*** Given text Section Begins ***

Update (Easter afternoon)
When I wrote this early this morning, I felt something nagging at me - some link to the liturgy - but I could not get the link to come. Then I went to Mass and of course it glared out at me from the Introit - and I nearly laughed aloud:
...mirabilis facta est scientia tua... [Ps138:6]
Which to a scientist of little Latin will sound like "Your science has been made wonderful" (hee hee) Of course I know scientia means "knowledge" but I knew there was another link to be had here. And as GKC said about the way out of the grave, our knowledge of the Resurrection is the best and indeed most wonderful science of all!

Wednesday, April 08, 2009

Announcing the Duhem Society

See here for details...

Tuesday, April 07, 2009

RIP: Stanley L. Jaki, OSB: Bridge Builder

God has called Father Jaki home to be with Him - with his parents and teachers, with Gilbert and Frances, with Pierre and Hélène Duhem - with Fresnel and Mersenne and Pasteur and Volta and Galvani and Galileo and Newton - with Alexis Carrell and Sigrid Undset and Karl Stern and Fr. Kneller - with Jordanus and Oresme and Buridan - with Sts. John Fisher, Benedict, Aquinas and Augustine... and with Mary and Joseph.

I have no idea what arrangements will be made for his funeral Mass, but I know what the "responsorial Psalm" verse ought to be:
God "disposed everything according to measure and number and weight" (Wis 11:20)
Nearly every one of his books quotes this line. During the Middle Ages it was the verse most often quoted of Sacred Scripture (I can give his reference for that, but have no heart just now to go looking for it.)

It may sound unbelievable to hear, but there was a certain line of Chesterton's which I first read in one of Jaki's books (the one on GKC, of course!) because at that time I did not own the Chesterton book.

It ought to be carved in his tombstone:

The rebuilding of this bridge between science and human nature is one of the greatest needs of mankind.
[GKC, The Defendant 75]
I believe Father Jaki was the pre-eminent builder of that bridge...

May his soul and the souls of all the faithful departed, through the mercy of God rest in peace.

Please stay tuned for a very important announcement to follow....

Science, it must not be forgotten, lives by hope no less than does religion.
[Jaki, Catholic Essays 27]

Monday, April 06, 2009

Please pray

for Father Stanley L. Jaki, O.S.B. who is near death.

*** Given text Section Ends ***
*** Data extracts Section Begins ***

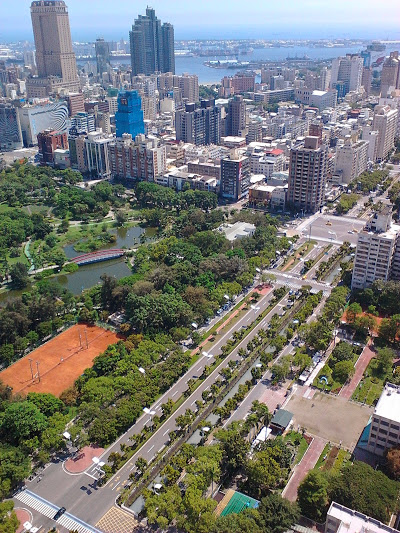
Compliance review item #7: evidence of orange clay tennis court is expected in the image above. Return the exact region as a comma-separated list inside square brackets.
[0, 324, 123, 396]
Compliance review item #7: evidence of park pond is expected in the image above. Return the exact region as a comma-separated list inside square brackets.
[0, 222, 157, 305]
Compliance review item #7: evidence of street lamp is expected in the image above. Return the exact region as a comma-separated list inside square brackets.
[143, 407, 156, 427]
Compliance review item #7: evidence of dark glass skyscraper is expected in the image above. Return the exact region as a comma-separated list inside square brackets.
[129, 7, 175, 76]
[115, 91, 144, 138]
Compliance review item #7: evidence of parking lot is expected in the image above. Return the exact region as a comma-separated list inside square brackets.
[296, 215, 366, 244]
[285, 392, 373, 450]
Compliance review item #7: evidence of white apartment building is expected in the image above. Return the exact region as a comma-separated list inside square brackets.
[331, 54, 363, 94]
[351, 206, 400, 289]
[325, 502, 398, 533]
[367, 383, 400, 455]
[109, 133, 167, 181]
[373, 106, 398, 161]
[85, 130, 113, 179]
[250, 148, 286, 178]
[335, 136, 369, 183]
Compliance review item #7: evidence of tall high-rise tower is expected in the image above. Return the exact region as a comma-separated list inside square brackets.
[129, 7, 175, 76]
[27, 0, 79, 96]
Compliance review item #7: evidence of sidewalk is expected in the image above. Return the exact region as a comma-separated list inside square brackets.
[282, 437, 326, 502]
[339, 340, 375, 400]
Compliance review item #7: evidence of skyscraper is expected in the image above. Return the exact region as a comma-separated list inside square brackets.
[115, 91, 144, 138]
[331, 54, 364, 95]
[175, 100, 221, 146]
[227, 94, 246, 136]
[94, 39, 110, 77]
[129, 7, 175, 76]
[27, 0, 79, 97]
[288, 137, 327, 213]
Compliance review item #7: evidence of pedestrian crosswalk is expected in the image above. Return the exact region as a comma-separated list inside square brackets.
[14, 490, 101, 533]
[57, 514, 100, 533]
[15, 490, 59, 518]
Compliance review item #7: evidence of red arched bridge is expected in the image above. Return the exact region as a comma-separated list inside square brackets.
[71, 248, 125, 265]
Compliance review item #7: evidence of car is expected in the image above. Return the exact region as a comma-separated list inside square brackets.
[53, 507, 66, 520]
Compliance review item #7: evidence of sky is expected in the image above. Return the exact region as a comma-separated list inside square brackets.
[0, 0, 400, 42]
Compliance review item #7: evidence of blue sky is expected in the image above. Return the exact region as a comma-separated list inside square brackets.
[0, 0, 400, 42]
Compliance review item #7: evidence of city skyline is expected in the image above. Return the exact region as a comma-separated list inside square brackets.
[0, 0, 400, 42]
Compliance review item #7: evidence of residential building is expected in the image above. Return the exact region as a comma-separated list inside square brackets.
[187, 159, 221, 181]
[115, 91, 144, 138]
[26, 0, 79, 98]
[381, 51, 400, 98]
[64, 93, 85, 117]
[68, 130, 88, 174]
[37, 130, 68, 166]
[335, 135, 369, 184]
[129, 7, 175, 76]
[109, 133, 167, 181]
[18, 100, 68, 146]
[331, 54, 363, 97]
[175, 100, 221, 146]
[226, 94, 246, 136]
[220, 150, 250, 202]
[367, 383, 400, 456]
[218, 222, 256, 242]
[287, 136, 328, 213]
[361, 67, 372, 97]
[85, 131, 113, 179]
[71, 112, 96, 133]
[351, 206, 400, 289]
[325, 502, 398, 533]
[0, 102, 23, 151]
[372, 105, 398, 161]
[94, 39, 111, 79]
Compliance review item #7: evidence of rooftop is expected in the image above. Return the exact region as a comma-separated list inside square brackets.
[374, 383, 400, 422]
[327, 502, 397, 533]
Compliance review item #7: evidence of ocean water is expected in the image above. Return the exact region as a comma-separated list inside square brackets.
[97, 45, 399, 85]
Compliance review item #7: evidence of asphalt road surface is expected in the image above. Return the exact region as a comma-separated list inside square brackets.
[15, 281, 294, 525]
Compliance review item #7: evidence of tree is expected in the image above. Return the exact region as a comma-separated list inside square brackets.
[346, 302, 362, 325]
[297, 470, 329, 522]
[329, 461, 398, 523]
[332, 341, 354, 363]
[377, 348, 395, 376]
[386, 446, 400, 480]
[10, 261, 29, 289]
[332, 361, 354, 383]
[258, 492, 300, 533]
[0, 401, 47, 443]
[0, 500, 19, 533]
[217, 428, 250, 475]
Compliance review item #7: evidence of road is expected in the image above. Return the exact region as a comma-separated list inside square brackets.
[15, 284, 294, 524]
[224, 296, 327, 426]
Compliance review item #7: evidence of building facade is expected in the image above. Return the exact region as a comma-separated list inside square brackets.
[367, 383, 400, 456]
[335, 136, 369, 183]
[115, 91, 144, 138]
[129, 7, 175, 76]
[287, 137, 327, 213]
[220, 150, 250, 201]
[37, 130, 68, 166]
[226, 94, 246, 136]
[351, 206, 400, 289]
[27, 0, 80, 97]
[372, 105, 398, 161]
[175, 100, 221, 146]
[0, 103, 23, 152]
[109, 133, 167, 181]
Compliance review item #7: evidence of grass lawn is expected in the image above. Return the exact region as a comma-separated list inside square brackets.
[314, 442, 331, 470]
[279, 241, 317, 271]
[351, 359, 387, 405]
[284, 431, 308, 466]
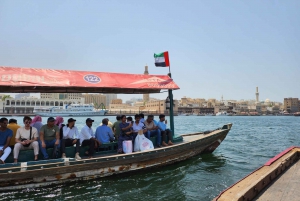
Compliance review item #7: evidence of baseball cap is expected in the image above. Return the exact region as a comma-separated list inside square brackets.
[47, 117, 55, 122]
[68, 118, 76, 123]
[85, 118, 94, 122]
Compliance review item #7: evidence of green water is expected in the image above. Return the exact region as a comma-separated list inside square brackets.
[0, 116, 300, 201]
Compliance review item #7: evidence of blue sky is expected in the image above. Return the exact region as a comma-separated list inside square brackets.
[0, 0, 300, 102]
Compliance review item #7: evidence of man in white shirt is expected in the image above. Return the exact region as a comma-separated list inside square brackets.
[80, 118, 101, 158]
[14, 116, 39, 163]
[61, 118, 81, 160]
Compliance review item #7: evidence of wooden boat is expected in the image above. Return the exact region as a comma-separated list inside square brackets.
[214, 147, 300, 201]
[0, 67, 232, 191]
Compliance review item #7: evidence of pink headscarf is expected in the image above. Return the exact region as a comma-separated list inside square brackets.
[54, 116, 64, 128]
[31, 115, 42, 126]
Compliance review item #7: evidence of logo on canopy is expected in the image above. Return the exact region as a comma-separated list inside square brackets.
[83, 74, 101, 84]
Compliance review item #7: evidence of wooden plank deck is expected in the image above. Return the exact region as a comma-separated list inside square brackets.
[254, 160, 300, 201]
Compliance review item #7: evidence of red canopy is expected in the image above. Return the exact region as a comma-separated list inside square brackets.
[0, 66, 179, 94]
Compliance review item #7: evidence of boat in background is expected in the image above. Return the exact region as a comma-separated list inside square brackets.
[216, 112, 229, 116]
[33, 104, 108, 117]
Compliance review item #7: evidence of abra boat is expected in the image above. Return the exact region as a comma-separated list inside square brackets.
[33, 104, 108, 117]
[216, 112, 229, 116]
[214, 147, 300, 201]
[0, 67, 232, 191]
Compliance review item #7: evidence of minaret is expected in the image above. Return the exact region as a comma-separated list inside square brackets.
[143, 66, 150, 103]
[255, 87, 259, 103]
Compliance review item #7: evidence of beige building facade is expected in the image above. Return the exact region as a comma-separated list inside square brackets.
[283, 98, 300, 113]
[82, 93, 108, 109]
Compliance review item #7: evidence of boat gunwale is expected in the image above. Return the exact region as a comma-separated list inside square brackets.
[0, 129, 229, 175]
[0, 129, 230, 175]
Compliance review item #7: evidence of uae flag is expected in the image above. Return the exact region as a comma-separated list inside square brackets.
[154, 52, 170, 67]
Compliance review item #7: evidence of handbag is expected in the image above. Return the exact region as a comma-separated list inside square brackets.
[21, 126, 32, 147]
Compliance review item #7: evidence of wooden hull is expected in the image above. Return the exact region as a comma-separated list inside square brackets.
[0, 124, 232, 191]
[214, 147, 300, 201]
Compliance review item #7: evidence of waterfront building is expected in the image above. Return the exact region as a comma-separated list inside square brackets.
[143, 66, 150, 102]
[104, 94, 118, 107]
[109, 99, 139, 114]
[82, 93, 108, 109]
[255, 87, 259, 103]
[2, 97, 78, 114]
[142, 99, 179, 114]
[15, 93, 30, 99]
[283, 98, 300, 113]
[110, 98, 122, 105]
[40, 93, 82, 102]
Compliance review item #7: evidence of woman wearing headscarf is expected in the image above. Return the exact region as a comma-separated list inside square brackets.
[54, 116, 65, 139]
[54, 116, 64, 129]
[30, 115, 43, 136]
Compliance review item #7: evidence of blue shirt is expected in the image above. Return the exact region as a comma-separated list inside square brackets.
[119, 122, 131, 135]
[157, 121, 167, 131]
[0, 128, 13, 146]
[95, 124, 114, 143]
[31, 121, 43, 136]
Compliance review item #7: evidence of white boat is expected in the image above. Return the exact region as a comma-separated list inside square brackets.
[216, 112, 229, 116]
[33, 104, 108, 117]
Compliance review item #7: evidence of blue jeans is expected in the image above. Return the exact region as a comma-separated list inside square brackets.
[146, 129, 161, 146]
[39, 139, 59, 159]
[118, 134, 134, 152]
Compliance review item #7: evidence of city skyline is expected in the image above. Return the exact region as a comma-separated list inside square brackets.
[0, 0, 300, 102]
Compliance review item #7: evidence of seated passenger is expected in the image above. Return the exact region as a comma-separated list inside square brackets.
[100, 118, 113, 130]
[30, 115, 43, 137]
[14, 116, 39, 163]
[144, 114, 161, 147]
[157, 114, 173, 146]
[60, 118, 81, 160]
[80, 118, 101, 158]
[140, 113, 145, 123]
[112, 115, 121, 140]
[126, 117, 132, 124]
[39, 117, 60, 160]
[118, 115, 133, 154]
[132, 114, 147, 138]
[132, 114, 148, 146]
[7, 119, 21, 149]
[54, 116, 64, 129]
[95, 118, 115, 143]
[0, 117, 13, 164]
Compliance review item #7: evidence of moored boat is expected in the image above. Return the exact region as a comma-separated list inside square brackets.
[0, 67, 232, 191]
[0, 124, 232, 191]
[216, 112, 229, 116]
[294, 112, 300, 117]
[214, 147, 300, 201]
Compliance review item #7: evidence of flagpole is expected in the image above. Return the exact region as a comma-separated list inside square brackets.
[168, 65, 175, 139]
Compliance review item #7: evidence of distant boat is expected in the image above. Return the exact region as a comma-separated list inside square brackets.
[33, 104, 108, 117]
[294, 112, 300, 117]
[216, 112, 228, 116]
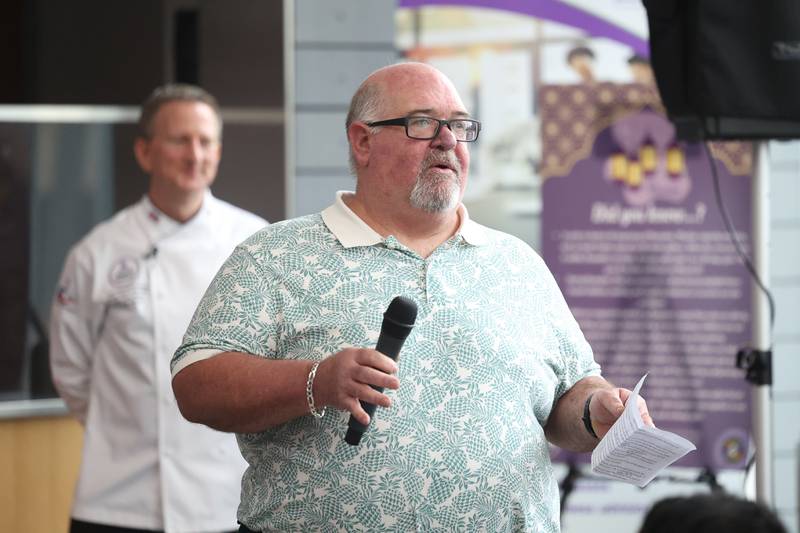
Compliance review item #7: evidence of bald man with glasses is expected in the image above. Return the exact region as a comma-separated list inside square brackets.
[172, 63, 649, 533]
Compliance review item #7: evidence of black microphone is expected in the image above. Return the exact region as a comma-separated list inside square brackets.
[344, 296, 417, 446]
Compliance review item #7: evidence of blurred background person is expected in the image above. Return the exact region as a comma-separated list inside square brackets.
[628, 54, 656, 86]
[50, 84, 266, 533]
[639, 494, 786, 533]
[567, 46, 596, 83]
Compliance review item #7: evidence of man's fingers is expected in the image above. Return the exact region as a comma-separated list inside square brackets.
[344, 398, 369, 426]
[356, 349, 397, 374]
[353, 366, 400, 389]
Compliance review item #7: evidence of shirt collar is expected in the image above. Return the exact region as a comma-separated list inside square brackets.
[322, 191, 487, 248]
[141, 189, 214, 240]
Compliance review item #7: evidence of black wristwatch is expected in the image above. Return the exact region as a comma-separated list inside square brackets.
[581, 393, 599, 439]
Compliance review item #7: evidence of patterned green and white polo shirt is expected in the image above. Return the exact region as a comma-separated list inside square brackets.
[172, 193, 599, 533]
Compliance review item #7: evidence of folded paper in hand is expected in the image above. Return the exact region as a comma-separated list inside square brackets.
[592, 374, 696, 487]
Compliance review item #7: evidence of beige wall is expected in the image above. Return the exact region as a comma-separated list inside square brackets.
[0, 417, 83, 533]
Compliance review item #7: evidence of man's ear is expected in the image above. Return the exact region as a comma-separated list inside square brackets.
[347, 121, 372, 167]
[133, 137, 152, 174]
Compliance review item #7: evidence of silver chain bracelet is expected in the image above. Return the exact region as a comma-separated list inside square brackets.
[306, 361, 325, 418]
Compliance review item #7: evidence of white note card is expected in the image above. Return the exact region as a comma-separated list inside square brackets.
[592, 374, 697, 487]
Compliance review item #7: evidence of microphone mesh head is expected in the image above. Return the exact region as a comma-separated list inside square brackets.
[383, 296, 417, 327]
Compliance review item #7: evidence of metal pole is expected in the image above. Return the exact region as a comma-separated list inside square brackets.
[752, 141, 774, 507]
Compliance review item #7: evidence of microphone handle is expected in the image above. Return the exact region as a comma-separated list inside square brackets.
[347, 328, 411, 444]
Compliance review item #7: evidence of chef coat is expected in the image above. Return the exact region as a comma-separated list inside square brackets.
[50, 192, 266, 533]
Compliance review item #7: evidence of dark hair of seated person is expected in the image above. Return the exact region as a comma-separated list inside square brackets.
[639, 494, 786, 533]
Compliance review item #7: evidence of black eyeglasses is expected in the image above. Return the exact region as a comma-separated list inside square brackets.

*** Data extracts Section Ends ***

Using the information —
**a)** Transcribe the passage of the blog entries about Father Jaki, starting with "[GKC, The Defendant" and going on through "rest in peace.".
**b)** Pick up the blog entries about Father Stanley Jaki after their final line and continue writing them.

Task-by-task results —
**a)**
[GKC, The Defendant 75]
I believe Father Jaki was the pre-eminent builder of that bridge...

May his soul and the souls of all the faithful departed, through the mercy of God rest in peace.

**b)**
Saturday, April 04, 2009

Andre Ampère

This Catholic physicist, whose name (like Volta's) appears all over the world, was called "The Newton of electricity" by James Clerk Maxwell, the great physicist whose four laws were enshrined by Einstein:
It was ... a source of deep satisfaction for them [physicists of the late 1800s] to learn that the mathematical interpretation of a physical process in which gravitation played no part might show a striking resemblance to the law of gravitation. Maxwell was particularly eager to point this out in connection with the law of the conduction of heat in uniform media. Newton's laws were also the ideal Ampère had emulated in his work with such success that Maxwell was prompted to say: "The whole theory and experiment seems as if it had leaped, full-grown, full-armed, from the brain of the Newton of electricity."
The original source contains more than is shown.